▸ SOURCE TEXT:
SZLNN v Minister for Immigration

Case

[2009] FMCA 350

23 April 2009


FEDERAL MAGISTRATES COURT OF AUSTRALIA

SZLNN v MINISTER FOR IMMIGRATION & ANOR [2009] FMCA 350
MIGRATION – Review of Refugee Review Tribunal decision – refusal of a protection visa – interlocutory dismissal of show cause application – Tribunal decision previously reviewed by the Court – second application an abuse of process.
Federal Magistrates Court Rules 2001 (Cth)
Migration Act 1958 (Cth), ss.474, 477
Migration Legislation Amendment Act (No.1) 2009
SZLNN v Minister for Immigration & Anor [2008] FMCA 744
SZLNN v Minister for Immigration [2008] FCA 1462
SZLNN v Minister for Immigration & Anor [2009] HCASL 43
Applicant: SZLNN
First Respondent: MINISTER FOR IMMIGRATION & CITIZENSHIP
Second Respondent: REFUGEE REVIEW TRIBUNAL
File Number: SYG 729 of 2009
Judgment of: Driver FM
Hearing date: 23 April 2009
Delivered at: Sydney
Delivered on: 23 April 2009

REPRESENTATION

The Applicant appeared in person

Solicitors for the Respondents: Ms B Griffin
Australian Government Solicitor

INTERLOCUTORY ORDERS

  1. There be an immediate show cause hearing, pursuant to rule 44.11 of the Federal Magistrates Court Rules 2001 (Cth).

  2. The application is dismissed as an abuse of process, pursuant to rule 13.10(c) of the Federal Magistrates Court Rules 2001 (Cth).

  3. The applicant is to pay the first respondent’s costs and disbursements of and incidental to the application, fixed in the sum of $900.

  4. No further application by this applicant to review any migration decision relating to his protection visa application made on 21 March 2007 including, but not limited to, the decision of the Refugee Review Tribunal handed down on 27 September 2007 be accepted for filing in this Court, except by leave of a Federal Magistrate.

▸ INSTRUCTION A:
From the court decision, write out the part that begins with the words containing "Solicitors for the Respondents: Ms B" and ends with "13.10(c) of the Federal Magistrates Court Rules 2001 (Cth).", copying it word for word.
▸ INSTRUCTION B:
In the court decision, what amount were the applicant's costs payable to the first respondent fixed at?

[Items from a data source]
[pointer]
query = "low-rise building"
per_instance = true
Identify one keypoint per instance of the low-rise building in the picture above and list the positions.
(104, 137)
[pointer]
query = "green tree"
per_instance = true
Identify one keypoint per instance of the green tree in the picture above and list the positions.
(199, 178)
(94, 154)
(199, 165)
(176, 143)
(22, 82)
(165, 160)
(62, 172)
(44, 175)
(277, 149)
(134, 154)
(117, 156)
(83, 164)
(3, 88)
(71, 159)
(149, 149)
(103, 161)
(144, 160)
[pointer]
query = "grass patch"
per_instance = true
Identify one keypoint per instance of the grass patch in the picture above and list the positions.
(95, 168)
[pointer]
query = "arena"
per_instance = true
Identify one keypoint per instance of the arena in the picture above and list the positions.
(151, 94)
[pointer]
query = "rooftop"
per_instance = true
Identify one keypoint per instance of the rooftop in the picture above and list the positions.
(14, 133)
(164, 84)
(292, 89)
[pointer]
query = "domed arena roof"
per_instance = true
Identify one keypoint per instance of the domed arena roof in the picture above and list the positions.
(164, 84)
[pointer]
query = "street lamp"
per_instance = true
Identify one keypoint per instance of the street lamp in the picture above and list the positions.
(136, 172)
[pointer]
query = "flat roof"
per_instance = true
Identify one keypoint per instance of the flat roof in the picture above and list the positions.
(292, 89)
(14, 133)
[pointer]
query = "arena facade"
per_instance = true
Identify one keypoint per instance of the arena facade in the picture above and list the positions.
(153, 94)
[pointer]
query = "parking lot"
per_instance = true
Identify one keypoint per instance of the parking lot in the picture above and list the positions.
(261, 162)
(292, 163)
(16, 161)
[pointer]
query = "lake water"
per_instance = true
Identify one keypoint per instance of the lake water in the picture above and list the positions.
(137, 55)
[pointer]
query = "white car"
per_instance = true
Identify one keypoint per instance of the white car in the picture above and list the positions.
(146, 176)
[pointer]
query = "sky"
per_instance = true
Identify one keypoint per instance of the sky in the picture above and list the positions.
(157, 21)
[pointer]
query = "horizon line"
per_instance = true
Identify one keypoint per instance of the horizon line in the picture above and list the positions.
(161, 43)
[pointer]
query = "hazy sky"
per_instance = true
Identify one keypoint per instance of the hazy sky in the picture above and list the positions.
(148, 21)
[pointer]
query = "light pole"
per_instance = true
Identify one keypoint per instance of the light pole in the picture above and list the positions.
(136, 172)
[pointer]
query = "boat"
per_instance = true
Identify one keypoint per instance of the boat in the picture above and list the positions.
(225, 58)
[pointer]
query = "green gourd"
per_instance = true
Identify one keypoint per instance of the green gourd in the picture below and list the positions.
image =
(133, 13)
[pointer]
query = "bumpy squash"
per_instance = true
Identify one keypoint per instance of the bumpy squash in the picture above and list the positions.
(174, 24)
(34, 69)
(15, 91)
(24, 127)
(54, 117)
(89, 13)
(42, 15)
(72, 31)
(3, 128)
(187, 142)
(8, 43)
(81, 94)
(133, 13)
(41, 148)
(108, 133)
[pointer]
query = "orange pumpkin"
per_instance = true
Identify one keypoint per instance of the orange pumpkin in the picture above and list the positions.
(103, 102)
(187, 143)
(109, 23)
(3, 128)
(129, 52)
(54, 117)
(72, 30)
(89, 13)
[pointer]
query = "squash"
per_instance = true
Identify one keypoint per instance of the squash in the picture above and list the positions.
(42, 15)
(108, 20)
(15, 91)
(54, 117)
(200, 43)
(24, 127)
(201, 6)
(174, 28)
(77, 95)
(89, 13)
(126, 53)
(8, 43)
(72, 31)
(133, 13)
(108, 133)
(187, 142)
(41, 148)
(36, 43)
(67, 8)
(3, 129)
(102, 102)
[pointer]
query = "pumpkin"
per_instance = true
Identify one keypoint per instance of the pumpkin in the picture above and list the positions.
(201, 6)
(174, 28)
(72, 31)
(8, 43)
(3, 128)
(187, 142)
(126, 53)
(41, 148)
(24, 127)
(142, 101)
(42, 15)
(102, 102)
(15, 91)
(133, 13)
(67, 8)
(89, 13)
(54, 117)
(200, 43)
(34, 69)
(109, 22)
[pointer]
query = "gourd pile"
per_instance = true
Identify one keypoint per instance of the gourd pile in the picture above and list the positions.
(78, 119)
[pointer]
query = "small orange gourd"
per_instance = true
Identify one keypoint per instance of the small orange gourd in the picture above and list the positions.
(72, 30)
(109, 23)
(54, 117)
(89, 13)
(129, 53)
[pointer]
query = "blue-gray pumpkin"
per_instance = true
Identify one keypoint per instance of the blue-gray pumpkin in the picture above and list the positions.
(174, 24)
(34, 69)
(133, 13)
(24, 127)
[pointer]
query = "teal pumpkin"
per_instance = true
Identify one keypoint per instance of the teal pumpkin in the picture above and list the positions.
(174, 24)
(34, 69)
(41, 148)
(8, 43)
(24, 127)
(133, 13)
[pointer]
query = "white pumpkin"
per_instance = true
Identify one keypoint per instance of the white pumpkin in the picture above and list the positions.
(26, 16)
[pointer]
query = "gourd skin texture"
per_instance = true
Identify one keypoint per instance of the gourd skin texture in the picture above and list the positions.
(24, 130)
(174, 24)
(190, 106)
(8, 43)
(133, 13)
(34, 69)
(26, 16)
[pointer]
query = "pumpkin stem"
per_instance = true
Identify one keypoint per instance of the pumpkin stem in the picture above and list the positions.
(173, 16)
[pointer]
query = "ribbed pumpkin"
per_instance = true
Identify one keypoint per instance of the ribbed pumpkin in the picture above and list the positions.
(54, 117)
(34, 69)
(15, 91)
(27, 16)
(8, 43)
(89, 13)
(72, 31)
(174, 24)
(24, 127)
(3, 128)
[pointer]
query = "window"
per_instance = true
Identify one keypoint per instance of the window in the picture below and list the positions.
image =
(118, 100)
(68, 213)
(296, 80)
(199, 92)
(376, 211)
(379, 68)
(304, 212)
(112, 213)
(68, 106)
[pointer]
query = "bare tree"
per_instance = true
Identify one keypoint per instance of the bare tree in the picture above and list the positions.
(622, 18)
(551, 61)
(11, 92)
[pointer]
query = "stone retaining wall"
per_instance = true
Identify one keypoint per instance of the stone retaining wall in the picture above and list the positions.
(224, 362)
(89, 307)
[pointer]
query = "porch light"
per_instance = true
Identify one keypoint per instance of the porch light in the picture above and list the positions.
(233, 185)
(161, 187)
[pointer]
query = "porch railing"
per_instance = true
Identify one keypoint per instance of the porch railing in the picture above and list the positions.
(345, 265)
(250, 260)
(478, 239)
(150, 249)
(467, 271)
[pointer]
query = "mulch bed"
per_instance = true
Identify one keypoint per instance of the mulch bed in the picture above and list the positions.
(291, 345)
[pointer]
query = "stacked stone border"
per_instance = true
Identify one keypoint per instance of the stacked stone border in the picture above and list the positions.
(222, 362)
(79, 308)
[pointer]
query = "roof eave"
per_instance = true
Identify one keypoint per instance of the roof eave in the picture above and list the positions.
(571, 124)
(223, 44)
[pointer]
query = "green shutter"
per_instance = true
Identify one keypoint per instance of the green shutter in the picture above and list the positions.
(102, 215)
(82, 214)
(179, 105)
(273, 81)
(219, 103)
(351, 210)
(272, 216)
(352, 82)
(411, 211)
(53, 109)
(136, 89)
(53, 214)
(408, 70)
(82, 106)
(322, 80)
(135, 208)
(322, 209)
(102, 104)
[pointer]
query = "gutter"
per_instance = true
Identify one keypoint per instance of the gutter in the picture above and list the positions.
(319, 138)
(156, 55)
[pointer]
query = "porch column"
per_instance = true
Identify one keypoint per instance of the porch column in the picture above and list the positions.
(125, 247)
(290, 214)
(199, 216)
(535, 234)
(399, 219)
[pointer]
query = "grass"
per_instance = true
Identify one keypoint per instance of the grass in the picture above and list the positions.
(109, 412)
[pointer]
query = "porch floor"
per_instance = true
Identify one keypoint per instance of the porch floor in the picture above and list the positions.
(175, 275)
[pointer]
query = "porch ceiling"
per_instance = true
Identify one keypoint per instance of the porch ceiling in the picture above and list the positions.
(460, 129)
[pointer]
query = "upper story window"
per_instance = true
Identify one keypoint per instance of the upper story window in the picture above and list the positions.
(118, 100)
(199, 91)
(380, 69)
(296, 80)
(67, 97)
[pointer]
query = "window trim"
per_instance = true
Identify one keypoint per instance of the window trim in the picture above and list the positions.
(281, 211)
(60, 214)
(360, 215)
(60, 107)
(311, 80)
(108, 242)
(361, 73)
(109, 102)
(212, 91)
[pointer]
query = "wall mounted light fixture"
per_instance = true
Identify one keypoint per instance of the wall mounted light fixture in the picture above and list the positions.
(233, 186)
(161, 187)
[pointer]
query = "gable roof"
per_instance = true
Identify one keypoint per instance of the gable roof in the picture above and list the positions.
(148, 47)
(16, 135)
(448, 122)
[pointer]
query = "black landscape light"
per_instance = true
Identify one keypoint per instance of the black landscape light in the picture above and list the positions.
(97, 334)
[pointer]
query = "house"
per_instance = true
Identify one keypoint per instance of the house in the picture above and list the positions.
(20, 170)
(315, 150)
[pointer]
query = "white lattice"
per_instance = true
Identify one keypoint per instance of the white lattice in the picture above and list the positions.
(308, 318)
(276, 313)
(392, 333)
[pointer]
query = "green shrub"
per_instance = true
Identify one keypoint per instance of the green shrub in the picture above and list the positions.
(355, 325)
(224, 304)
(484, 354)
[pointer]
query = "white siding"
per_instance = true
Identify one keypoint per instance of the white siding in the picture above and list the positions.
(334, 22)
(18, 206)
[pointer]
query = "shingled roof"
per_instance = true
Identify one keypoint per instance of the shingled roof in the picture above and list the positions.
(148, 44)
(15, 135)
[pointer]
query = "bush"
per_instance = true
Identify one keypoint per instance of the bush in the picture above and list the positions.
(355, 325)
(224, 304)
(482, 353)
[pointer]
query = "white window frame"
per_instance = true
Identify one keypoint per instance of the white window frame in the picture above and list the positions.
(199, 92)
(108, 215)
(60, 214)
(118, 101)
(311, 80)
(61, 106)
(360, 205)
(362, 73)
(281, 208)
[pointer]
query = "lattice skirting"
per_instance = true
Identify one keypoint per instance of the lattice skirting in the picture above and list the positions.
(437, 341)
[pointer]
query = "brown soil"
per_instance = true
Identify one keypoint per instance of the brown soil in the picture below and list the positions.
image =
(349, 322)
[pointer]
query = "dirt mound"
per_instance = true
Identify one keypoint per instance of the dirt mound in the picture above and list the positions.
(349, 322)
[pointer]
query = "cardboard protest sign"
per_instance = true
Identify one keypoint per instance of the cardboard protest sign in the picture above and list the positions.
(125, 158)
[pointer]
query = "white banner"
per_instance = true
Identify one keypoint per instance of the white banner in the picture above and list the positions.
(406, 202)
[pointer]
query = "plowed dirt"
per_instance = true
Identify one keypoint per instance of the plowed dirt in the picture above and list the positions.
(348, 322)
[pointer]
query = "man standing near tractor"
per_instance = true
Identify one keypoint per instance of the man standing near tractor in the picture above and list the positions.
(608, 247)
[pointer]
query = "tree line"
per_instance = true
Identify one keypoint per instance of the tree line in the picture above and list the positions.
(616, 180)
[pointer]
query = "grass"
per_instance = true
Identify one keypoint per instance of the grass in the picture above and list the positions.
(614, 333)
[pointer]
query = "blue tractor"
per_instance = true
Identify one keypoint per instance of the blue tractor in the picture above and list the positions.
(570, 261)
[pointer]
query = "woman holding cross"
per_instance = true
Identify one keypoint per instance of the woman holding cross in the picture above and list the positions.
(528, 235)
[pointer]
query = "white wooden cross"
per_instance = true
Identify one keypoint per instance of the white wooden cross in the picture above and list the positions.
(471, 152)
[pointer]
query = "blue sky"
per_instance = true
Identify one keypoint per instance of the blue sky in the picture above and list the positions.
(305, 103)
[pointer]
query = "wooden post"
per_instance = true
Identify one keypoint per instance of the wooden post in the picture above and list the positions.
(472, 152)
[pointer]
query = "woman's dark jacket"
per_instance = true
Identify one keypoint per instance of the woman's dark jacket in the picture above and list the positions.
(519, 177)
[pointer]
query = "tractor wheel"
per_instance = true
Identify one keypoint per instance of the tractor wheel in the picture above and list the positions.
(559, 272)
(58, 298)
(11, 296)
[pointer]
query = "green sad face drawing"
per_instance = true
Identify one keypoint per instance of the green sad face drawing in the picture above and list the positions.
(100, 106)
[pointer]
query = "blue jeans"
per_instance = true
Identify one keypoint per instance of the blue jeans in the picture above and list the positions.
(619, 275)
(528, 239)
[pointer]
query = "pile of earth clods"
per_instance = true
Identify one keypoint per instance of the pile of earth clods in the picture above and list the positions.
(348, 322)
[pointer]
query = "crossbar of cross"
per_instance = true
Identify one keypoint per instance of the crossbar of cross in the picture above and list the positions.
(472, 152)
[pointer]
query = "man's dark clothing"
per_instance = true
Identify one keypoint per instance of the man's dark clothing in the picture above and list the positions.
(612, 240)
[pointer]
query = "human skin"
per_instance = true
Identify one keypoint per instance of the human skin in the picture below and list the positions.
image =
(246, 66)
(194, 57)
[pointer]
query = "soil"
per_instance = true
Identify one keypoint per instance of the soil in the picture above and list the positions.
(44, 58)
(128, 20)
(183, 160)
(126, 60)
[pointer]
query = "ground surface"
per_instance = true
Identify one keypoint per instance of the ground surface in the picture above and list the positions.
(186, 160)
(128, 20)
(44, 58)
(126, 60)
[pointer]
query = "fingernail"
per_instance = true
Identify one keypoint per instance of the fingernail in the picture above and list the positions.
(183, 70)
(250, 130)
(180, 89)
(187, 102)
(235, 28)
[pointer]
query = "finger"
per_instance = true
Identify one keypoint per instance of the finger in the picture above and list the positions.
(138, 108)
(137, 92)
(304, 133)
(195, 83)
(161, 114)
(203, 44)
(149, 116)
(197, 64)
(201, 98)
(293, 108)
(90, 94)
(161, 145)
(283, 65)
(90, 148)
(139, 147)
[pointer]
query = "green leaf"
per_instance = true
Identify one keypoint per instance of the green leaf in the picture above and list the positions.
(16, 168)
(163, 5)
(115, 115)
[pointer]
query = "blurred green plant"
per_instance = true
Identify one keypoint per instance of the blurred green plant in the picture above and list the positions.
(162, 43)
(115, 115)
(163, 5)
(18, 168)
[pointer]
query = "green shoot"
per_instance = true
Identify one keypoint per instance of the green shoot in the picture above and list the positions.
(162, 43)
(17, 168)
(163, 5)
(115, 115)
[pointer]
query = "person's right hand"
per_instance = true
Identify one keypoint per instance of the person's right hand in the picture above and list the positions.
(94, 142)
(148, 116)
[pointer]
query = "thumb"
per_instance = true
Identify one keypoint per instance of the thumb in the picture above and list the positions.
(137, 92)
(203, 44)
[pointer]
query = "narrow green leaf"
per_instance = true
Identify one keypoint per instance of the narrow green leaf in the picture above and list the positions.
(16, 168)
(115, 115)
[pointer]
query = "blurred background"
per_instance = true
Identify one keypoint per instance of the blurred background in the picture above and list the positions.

▸ TASK RESULT A:
Solicitors for the Respondents: Ms B Griffin
Australian Government Solicitor

INTERLOCUTORY ORDERS

  1. There be an immediate show cause hearing, pursuant to rule 44.11 of the Federal Magistrates Court Rules 2001 (Cth).

  2. The application is dismissed as an abuse of process, pursuant to rule 13.10(c) of the Federal Magistrates Court Rules 2001 (Cth).

▸ TASK RESULT B:
$900